Render the part of the data that opens with the line containing "Kindly give the mask of every instance of the giraffe" and closes with the line containing "89 429 L 89", both included, as a JSON list of strings with one string per line. Leave out blank lines.

****************

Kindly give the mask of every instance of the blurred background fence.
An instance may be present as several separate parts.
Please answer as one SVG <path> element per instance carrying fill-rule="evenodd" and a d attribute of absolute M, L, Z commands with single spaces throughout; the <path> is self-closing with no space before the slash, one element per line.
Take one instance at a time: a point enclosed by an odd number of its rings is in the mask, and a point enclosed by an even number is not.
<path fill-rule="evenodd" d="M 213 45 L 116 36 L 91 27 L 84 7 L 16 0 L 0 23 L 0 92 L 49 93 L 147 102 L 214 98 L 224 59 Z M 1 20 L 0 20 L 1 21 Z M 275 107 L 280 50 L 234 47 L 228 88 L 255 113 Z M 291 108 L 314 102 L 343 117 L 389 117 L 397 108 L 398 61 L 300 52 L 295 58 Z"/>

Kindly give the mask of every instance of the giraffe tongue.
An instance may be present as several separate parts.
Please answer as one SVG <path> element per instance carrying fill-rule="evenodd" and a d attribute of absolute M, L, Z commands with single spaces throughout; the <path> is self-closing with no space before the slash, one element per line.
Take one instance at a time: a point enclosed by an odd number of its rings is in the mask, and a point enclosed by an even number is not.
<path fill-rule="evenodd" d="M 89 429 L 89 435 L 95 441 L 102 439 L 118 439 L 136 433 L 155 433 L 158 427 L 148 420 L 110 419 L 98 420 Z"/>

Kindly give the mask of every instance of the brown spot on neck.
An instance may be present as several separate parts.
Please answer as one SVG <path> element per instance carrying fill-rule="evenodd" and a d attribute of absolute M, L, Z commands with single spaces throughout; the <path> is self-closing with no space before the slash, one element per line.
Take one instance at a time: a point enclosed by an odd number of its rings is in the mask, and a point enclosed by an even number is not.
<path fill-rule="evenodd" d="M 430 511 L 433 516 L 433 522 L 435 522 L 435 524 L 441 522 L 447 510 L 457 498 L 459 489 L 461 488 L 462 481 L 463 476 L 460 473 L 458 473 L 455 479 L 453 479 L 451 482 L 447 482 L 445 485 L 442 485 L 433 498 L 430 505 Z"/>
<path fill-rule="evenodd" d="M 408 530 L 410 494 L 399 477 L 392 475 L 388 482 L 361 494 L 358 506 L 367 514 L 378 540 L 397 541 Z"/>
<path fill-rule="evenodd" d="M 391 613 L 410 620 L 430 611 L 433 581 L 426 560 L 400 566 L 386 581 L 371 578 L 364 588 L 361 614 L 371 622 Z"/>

****************

*SOLVED PROBLEM*:
[
  "Kindly give the mask of every instance of the giraffe tongue.",
  "An instance may be present as several separate parts.",
  "Please answer as one SVG <path> element per instance carrying fill-rule=\"evenodd\" and a d attribute of absolute M, L, Z commands with single spaces throughout; the <path> is self-closing with no space before the slash, one element per line.",
  "Take one instance at a time: a point enclosed by an odd number of its rings is in the mask, and a point enclosed by an even number is not.",
  "<path fill-rule=\"evenodd\" d=\"M 89 429 L 89 435 L 95 441 L 102 439 L 118 439 L 136 433 L 155 433 L 158 427 L 148 420 L 110 419 L 98 420 Z\"/>"
]